주어진 문제:
아래 자료의 모든 줄을 한 글자도 바꾸지 않고 다시 적어 주시겠어요? 단, 그림은 답에서 빼 주세요.

제공 자료:
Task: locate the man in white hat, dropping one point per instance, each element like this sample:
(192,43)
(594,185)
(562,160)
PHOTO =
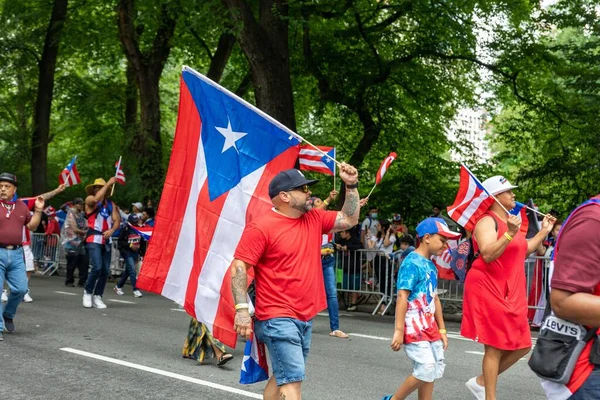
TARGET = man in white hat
(103,219)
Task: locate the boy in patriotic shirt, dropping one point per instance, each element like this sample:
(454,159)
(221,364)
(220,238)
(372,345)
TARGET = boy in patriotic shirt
(420,325)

문제 풀이:
Task: locate the man in white hat, dropping one point per instance, each element like this sample:
(192,43)
(594,185)
(562,160)
PHOTO =
TARGET = man in white hat
(103,219)
Task: locate the boy in patriotic shirt, dropping one point per instance, each element like this sample:
(454,159)
(221,364)
(220,238)
(372,345)
TARGET = boy in patriotic shirt
(420,325)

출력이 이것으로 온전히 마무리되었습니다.